● WORK TO BE COMPLETED:
Turn the listing below into a numbered list, one item per line, and leave out any blank lines.

● PROVIDED RECORDS:
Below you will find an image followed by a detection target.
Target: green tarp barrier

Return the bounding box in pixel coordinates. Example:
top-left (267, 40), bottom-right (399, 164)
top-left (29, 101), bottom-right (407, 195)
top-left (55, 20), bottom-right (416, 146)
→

● SOLUTION TO THE PROBLEM:
1. Below you will find an image followed by a detection target.
2. Target: green tarp barrier
3. Return the bounding box in pixel coordinates. Example:
4. top-left (267, 40), bottom-right (399, 164)
5. top-left (29, 101), bottom-right (407, 195)
6. top-left (55, 20), bottom-right (416, 146)
7. →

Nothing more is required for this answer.